▶ [DATA SUPPLIED]

--- Begin ---

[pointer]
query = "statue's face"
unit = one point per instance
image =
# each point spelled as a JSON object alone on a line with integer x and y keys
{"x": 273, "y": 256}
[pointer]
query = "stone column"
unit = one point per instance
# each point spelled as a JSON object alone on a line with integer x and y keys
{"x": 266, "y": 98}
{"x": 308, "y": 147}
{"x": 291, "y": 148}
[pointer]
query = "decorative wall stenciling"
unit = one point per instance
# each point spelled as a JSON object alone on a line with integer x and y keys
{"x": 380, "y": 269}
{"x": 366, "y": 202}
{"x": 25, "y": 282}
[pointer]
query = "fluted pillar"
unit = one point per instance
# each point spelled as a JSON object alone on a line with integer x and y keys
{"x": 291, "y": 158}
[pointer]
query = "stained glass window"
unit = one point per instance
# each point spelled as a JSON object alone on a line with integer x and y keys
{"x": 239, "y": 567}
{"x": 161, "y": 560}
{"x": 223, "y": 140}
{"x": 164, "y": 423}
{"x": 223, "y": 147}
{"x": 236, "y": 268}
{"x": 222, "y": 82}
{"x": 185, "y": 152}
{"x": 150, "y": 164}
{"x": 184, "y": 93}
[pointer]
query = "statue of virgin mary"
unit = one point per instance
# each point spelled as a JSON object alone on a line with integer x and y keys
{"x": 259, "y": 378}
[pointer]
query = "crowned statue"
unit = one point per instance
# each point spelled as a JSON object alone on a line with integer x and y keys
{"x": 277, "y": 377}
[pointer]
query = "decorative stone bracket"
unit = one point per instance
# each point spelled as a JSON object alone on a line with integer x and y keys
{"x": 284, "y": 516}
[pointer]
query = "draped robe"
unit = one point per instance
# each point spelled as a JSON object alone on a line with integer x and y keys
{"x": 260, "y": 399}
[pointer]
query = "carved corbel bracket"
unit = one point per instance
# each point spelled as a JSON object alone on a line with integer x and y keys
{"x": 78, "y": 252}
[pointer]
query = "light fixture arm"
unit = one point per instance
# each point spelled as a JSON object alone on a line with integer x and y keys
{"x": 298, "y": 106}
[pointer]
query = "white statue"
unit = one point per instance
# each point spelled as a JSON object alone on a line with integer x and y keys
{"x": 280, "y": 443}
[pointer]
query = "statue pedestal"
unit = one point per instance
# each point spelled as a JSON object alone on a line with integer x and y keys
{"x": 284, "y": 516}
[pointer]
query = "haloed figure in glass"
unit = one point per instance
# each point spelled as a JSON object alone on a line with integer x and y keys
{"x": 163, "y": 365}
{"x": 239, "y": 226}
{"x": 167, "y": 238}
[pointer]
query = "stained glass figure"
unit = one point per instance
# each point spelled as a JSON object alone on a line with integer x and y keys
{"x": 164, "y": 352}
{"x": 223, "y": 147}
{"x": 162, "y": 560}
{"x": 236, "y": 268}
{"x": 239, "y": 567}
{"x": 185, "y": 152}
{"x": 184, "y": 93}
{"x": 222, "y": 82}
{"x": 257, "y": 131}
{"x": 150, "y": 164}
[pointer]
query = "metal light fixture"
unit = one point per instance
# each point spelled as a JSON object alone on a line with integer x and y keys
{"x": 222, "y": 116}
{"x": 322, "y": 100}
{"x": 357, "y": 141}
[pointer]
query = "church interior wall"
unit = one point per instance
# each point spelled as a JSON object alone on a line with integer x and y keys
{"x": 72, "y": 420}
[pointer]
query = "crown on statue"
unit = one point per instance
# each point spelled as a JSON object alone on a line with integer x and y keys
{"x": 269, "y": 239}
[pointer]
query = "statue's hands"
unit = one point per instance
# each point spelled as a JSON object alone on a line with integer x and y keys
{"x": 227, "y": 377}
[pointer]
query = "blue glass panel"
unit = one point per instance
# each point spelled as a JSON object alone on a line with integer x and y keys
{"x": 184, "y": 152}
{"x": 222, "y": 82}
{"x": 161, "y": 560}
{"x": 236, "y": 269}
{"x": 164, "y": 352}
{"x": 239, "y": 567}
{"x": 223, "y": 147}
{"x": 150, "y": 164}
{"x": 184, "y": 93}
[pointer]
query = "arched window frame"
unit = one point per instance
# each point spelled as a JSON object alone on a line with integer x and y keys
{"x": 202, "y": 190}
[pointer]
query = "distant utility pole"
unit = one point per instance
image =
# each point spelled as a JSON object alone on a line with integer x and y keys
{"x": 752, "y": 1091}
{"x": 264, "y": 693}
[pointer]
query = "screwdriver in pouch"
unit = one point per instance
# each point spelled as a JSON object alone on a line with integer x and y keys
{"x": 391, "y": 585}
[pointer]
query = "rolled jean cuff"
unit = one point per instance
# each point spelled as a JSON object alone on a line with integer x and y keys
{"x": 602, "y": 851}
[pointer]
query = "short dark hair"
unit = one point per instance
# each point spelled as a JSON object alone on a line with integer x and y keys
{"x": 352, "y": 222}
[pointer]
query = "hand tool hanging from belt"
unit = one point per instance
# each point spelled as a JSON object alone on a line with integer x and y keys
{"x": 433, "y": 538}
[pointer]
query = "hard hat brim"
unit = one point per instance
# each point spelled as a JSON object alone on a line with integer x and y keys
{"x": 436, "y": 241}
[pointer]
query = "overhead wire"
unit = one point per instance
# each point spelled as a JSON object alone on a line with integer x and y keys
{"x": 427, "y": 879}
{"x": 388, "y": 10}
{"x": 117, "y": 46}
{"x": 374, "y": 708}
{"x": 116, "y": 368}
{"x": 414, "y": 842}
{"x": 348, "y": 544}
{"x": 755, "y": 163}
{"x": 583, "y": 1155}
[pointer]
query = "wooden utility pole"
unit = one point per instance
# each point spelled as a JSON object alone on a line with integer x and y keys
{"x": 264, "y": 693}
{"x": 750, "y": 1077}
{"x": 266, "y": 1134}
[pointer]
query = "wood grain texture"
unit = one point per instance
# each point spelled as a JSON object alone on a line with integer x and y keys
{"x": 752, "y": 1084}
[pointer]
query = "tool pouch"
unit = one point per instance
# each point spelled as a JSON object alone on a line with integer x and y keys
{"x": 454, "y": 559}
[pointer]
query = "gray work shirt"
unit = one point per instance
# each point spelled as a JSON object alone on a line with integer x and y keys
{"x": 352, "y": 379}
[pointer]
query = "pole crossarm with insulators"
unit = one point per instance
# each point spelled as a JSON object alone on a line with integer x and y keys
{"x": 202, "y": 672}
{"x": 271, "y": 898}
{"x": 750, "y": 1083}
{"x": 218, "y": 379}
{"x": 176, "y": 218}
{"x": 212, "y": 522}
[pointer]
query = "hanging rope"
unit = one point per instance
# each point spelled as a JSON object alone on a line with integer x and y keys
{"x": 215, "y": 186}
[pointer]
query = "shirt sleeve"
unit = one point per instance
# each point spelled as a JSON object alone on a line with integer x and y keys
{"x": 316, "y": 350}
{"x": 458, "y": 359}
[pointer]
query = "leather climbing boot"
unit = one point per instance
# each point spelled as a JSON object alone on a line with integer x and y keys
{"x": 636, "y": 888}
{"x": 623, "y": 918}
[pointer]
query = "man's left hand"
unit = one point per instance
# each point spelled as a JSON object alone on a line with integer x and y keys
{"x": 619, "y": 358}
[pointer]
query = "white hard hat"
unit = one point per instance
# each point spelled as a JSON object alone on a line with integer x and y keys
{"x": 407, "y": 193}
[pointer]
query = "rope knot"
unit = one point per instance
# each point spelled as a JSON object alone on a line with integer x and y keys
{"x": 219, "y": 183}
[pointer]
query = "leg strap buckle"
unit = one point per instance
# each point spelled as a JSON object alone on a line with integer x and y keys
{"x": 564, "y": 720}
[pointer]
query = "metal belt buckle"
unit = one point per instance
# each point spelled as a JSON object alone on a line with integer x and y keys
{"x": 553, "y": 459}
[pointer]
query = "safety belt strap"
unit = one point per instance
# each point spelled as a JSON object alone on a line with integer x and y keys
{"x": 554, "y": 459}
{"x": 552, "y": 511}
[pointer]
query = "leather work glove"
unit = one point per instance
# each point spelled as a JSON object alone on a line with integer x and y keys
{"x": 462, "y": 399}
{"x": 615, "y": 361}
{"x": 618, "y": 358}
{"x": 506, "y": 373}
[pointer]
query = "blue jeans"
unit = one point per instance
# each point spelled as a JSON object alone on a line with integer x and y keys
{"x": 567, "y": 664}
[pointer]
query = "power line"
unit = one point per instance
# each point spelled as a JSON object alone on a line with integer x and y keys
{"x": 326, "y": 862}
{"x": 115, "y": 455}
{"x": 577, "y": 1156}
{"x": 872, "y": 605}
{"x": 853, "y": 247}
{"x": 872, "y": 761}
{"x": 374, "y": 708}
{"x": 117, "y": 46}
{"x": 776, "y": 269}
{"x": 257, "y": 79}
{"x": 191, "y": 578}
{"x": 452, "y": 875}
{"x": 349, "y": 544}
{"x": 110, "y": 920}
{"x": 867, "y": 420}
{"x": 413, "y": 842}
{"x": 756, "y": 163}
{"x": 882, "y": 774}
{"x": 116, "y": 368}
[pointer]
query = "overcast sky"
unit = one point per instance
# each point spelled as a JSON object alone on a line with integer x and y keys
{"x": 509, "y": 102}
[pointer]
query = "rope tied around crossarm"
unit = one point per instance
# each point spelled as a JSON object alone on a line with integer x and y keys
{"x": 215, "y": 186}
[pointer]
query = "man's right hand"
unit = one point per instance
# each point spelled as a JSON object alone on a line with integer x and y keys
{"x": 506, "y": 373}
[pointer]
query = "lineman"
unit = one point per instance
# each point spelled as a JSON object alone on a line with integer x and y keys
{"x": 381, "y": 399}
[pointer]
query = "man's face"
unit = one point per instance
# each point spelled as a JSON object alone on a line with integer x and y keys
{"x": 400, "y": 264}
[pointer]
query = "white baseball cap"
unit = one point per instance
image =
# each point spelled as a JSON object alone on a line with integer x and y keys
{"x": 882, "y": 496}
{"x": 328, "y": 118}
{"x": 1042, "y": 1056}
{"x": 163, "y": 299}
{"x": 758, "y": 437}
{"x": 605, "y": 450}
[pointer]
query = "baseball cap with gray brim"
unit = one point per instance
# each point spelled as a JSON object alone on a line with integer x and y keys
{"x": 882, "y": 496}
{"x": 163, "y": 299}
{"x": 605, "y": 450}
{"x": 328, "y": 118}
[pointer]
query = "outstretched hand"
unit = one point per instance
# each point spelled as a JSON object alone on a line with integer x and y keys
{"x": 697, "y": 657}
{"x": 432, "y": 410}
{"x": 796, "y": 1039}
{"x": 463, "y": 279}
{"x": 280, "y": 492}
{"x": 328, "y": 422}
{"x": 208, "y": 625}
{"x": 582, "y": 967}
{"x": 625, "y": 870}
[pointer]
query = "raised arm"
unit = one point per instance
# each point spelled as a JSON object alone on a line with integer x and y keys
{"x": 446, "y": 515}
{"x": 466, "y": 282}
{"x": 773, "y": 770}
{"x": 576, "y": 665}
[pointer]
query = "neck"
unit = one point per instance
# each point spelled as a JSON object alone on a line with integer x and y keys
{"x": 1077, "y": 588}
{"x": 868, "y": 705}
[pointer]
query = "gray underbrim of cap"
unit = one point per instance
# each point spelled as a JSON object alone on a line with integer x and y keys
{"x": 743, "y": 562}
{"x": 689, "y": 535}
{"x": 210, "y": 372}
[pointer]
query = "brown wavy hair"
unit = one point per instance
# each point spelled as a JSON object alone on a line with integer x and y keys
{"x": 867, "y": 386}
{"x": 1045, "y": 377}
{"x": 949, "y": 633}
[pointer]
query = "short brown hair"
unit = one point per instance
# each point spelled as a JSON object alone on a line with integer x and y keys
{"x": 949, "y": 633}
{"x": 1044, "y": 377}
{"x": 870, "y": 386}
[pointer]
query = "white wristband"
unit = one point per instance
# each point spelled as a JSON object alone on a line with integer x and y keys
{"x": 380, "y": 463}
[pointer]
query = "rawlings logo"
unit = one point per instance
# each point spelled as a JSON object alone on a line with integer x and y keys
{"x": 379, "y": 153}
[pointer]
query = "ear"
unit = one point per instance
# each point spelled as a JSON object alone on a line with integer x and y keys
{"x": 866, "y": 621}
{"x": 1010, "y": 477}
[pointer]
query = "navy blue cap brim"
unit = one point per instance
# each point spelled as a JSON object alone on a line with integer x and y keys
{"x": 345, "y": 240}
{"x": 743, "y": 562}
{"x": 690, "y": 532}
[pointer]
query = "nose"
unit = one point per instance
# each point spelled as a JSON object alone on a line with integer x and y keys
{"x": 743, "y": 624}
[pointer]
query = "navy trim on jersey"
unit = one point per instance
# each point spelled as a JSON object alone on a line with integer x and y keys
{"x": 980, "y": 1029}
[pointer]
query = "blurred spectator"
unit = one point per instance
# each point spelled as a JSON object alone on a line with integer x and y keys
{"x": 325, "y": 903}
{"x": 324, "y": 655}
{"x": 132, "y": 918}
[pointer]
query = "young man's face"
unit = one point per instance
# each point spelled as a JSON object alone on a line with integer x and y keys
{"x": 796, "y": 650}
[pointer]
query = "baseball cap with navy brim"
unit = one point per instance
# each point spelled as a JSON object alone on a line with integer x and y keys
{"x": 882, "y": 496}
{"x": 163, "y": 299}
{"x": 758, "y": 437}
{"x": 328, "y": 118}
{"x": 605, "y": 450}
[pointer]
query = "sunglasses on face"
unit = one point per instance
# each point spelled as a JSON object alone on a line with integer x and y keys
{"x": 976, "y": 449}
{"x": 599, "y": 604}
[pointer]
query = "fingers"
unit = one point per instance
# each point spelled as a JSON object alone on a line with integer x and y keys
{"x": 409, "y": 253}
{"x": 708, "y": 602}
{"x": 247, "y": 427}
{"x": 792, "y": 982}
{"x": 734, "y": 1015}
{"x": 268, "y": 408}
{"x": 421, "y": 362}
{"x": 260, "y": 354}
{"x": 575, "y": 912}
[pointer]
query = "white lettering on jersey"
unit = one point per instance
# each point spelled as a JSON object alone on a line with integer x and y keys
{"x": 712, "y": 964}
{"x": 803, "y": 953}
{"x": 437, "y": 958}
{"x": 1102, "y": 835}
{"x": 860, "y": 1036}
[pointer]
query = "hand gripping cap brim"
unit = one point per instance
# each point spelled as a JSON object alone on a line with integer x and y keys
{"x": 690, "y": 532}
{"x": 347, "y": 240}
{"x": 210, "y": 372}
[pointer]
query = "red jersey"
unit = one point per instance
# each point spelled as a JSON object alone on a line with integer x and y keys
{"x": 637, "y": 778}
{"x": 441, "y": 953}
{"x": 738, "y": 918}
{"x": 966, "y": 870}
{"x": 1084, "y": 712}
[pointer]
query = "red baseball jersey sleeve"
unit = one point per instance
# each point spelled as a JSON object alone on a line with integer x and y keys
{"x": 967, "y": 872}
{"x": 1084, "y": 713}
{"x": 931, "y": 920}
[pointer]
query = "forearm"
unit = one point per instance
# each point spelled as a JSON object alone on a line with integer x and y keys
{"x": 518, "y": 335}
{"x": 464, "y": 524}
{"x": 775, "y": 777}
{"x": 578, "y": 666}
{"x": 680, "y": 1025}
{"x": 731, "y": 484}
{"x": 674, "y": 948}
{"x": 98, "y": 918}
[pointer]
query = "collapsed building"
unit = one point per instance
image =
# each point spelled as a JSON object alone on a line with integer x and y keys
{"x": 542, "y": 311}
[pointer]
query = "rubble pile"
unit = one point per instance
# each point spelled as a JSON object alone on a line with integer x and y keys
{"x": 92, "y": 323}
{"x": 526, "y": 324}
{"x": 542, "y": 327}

--- End ---

Count the lines in the rows above that contain the string "jersey", treating case as significant, and give only that number.

4